== Testo ==
Arriva, al Teatro San Ferdinando di Napoli, Hybris di Antonio Rezza e Flavia Mastrella, spettacolo (mai) scritto da Antonio Rezza, con Antonio Rezza e con Ivan Bellavista, Manolo Muoio, Chiara Perrini, Enzo Di Norscia, Antonella Rizzo, Daniele Cavaioli, Cristina Maccioni; una produzione Rezza-Mastrella, La Fabbrica dell’Attore – Teatro Vascello, Teatro di Sardegna in coproduzione con Spoleto, Festival dei Due Mondi (repliche fino a domenica 23 dicembre).
Dopo lunga gestazione, bloccata più volte dalla pandemia prima e da impegni come quello del Leone d’Oro alla carriera alla Biennale di Venezia 2018 poi, dopo il debutto al Festival dei Due Mondi di Spoleto 2022, Hybris ha finalmente preso vita girando con successo nei teatri italiani. Hybris, in greco antico, voleva dire “tracotanza”, di cui spesso si macchiavano gli eroi tragici, nel volersi mettere in competizione con gli dèi, pagandone poi un alto prezzo. Così, questo spettacolo parla di “tracotanza” riferita “all’essere umano che ritiene di essere più di quello che è”.
===
• _Esercizi proposti_
#1 Elenchi tutti gli interpreti dello spettacolo indicati nel testo su Hybris.
#2 Prosegua il testo su Hybris a partire dall'ultima frase riportata.
== Elenco fornito ==
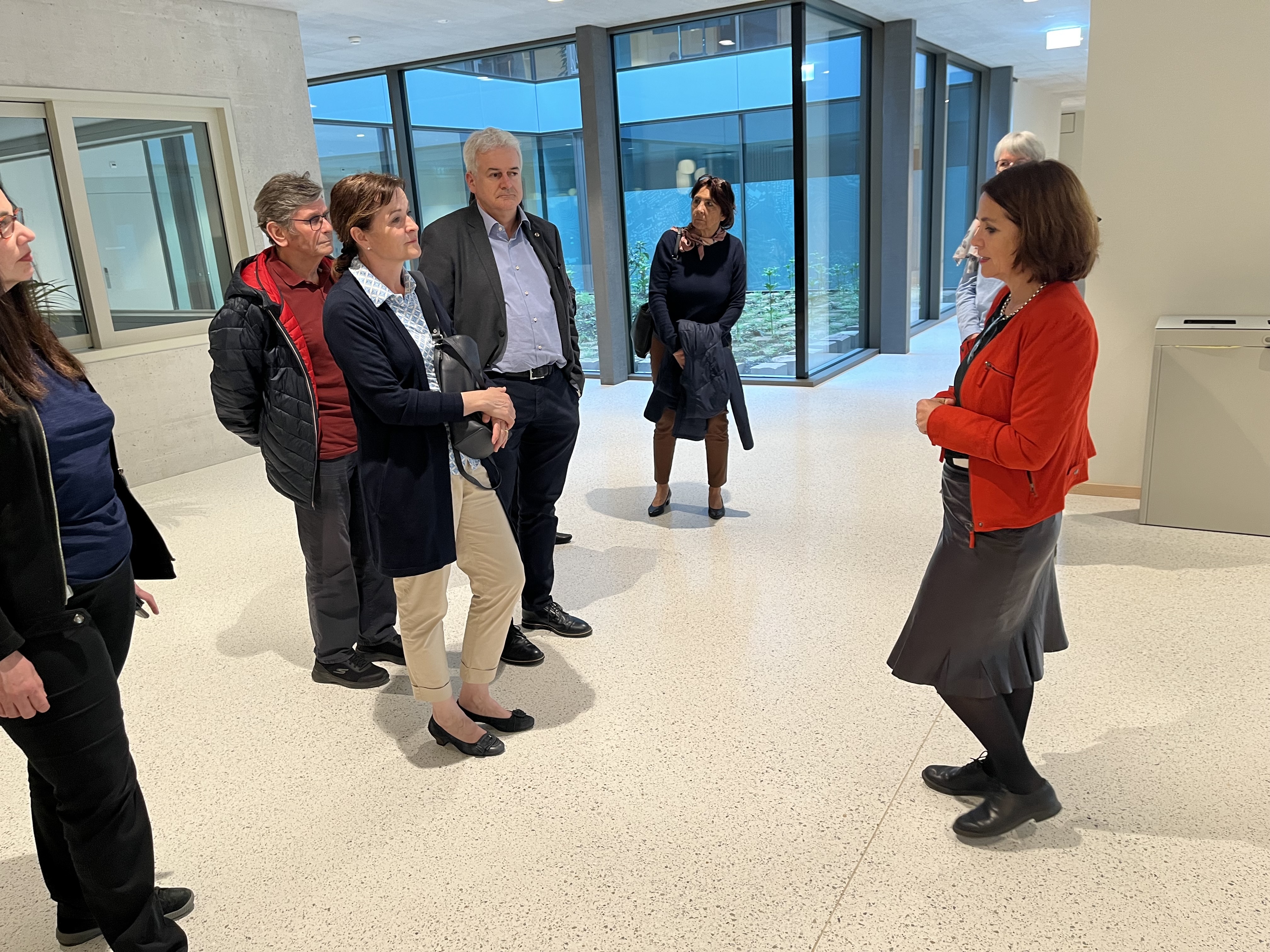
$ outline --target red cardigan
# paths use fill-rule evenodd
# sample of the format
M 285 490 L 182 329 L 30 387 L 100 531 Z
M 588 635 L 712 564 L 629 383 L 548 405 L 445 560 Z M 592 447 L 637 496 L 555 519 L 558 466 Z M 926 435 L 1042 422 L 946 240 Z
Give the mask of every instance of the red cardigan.
M 975 532 L 1025 528 L 1063 512 L 1067 491 L 1088 479 L 1097 357 L 1093 317 L 1076 286 L 1050 284 L 975 354 L 961 405 L 931 413 L 931 443 L 970 457 L 972 546 Z

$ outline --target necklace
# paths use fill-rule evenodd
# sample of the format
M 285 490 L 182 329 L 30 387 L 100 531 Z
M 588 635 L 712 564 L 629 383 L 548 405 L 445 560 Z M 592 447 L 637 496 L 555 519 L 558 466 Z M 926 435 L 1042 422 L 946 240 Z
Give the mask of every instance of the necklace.
M 1049 287 L 1049 284 L 1048 284 L 1048 283 L 1045 283 L 1045 284 L 1041 284 L 1041 286 L 1040 286 L 1039 288 L 1036 288 L 1036 291 L 1035 291 L 1035 292 L 1033 292 L 1033 296 L 1031 296 L 1031 297 L 1029 297 L 1029 298 L 1027 298 L 1026 301 L 1024 301 L 1024 302 L 1022 302 L 1021 305 L 1019 305 L 1019 307 L 1016 307 L 1016 308 L 1015 308 L 1013 311 L 1011 311 L 1010 314 L 1006 314 L 1006 308 L 1008 308 L 1008 307 L 1010 307 L 1010 298 L 1011 298 L 1011 294 L 1010 294 L 1010 292 L 1006 292 L 1006 300 L 1001 302 L 1001 316 L 1002 316 L 1002 317 L 1003 317 L 1005 320 L 1007 320 L 1007 321 L 1008 321 L 1008 320 L 1010 320 L 1011 317 L 1013 317 L 1013 316 L 1015 316 L 1016 314 L 1019 314 L 1019 312 L 1020 312 L 1021 310 L 1024 310 L 1024 308 L 1025 308 L 1025 307 L 1026 307 L 1027 305 L 1030 305 L 1030 303 L 1033 302 L 1033 298 L 1035 298 L 1035 297 L 1036 297 L 1036 294 L 1039 294 L 1039 293 L 1040 293 L 1041 291 L 1044 291 L 1044 289 L 1045 289 L 1046 287 Z

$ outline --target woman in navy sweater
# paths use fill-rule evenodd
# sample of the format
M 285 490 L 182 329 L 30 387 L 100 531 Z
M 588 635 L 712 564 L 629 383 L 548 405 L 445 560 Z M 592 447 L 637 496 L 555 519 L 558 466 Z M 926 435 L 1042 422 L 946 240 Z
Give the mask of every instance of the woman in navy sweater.
M 692 223 L 671 228 L 657 242 L 648 279 L 648 306 L 657 326 L 649 353 L 654 383 L 662 373 L 678 373 L 686 364 L 681 321 L 718 324 L 724 345 L 732 344 L 730 331 L 745 307 L 745 249 L 728 234 L 735 207 L 732 185 L 725 179 L 704 175 L 692 189 Z M 671 367 L 672 360 L 677 367 Z M 674 410 L 667 406 L 653 430 L 657 495 L 648 508 L 649 515 L 662 515 L 671 504 L 674 432 Z M 710 518 L 721 519 L 723 485 L 728 481 L 726 409 L 710 419 L 705 443 Z

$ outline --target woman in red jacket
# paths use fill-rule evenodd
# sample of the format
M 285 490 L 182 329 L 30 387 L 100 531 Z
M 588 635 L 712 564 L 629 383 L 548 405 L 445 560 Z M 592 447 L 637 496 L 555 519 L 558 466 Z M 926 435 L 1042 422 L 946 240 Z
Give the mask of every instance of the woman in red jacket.
M 1097 334 L 1072 283 L 1097 258 L 1097 216 L 1057 161 L 1007 169 L 979 199 L 982 273 L 1006 282 L 949 390 L 917 404 L 942 447 L 944 532 L 888 664 L 931 684 L 986 755 L 926 784 L 982 796 L 952 829 L 996 836 L 1062 805 L 1024 750 L 1044 654 L 1067 647 L 1054 553 L 1067 491 L 1088 479 Z

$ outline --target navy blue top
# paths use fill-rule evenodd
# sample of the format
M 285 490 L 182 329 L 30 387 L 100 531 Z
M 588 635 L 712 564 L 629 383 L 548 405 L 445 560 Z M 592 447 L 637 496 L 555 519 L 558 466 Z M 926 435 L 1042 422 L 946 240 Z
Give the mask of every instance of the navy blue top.
M 674 353 L 681 350 L 679 321 L 721 324 L 725 331 L 745 307 L 745 249 L 734 235 L 705 248 L 676 254 L 679 236 L 662 235 L 648 275 L 648 308 L 657 336 Z
M 132 551 L 123 503 L 114 493 L 114 414 L 83 381 L 66 380 L 37 354 L 48 396 L 33 401 L 48 440 L 57 522 L 74 588 L 100 581 Z

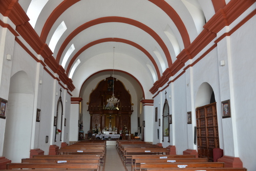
===
• _Soluzioni in ordine_
#1 Antonio Rezza, Ivan Bellavista, Manolo Muoio, Chiara Perrini, Enzo Di Norscia, Antonella Rizzo, Daniele Cavaioli, Cristina Maccioni

#2
Nell’ambiente firmato da Flavia Mastrella «questa volta – dichiara Antonio Rezza – c’è solo una vecchia porta di legno pesante che arriva dalla mia infanzia e il cui peso fa parte della poetica dello spettacolo, perché pesante è il momento storico che stiamo attraversando. La porta ha perso la stanza e il suo significato, apre sul nulla e chiude sul nulla. Aprire la porta sulle altrui incertezze, sull’ambiguità, sull’insicurezza dell’essere e la meschinità dello stare. Chiunque sta in un punto, detta legge in quel punto, e dove sta non si vede bene perché ci sono i piedi sopra. I rapporti finiscono perché nascono sotto i calcagni, senza rispetto. Piccoli dittatori che fanno della posizione la loro roccaforte. Ma poi barcollano con una porta davanti gestita da un carnefice inesatto che stabilisce dove gli altri vivono. Chi bussa sta dentro, chi bussa cerca disperatamente che qualcuno da fuori chieda “chi è?».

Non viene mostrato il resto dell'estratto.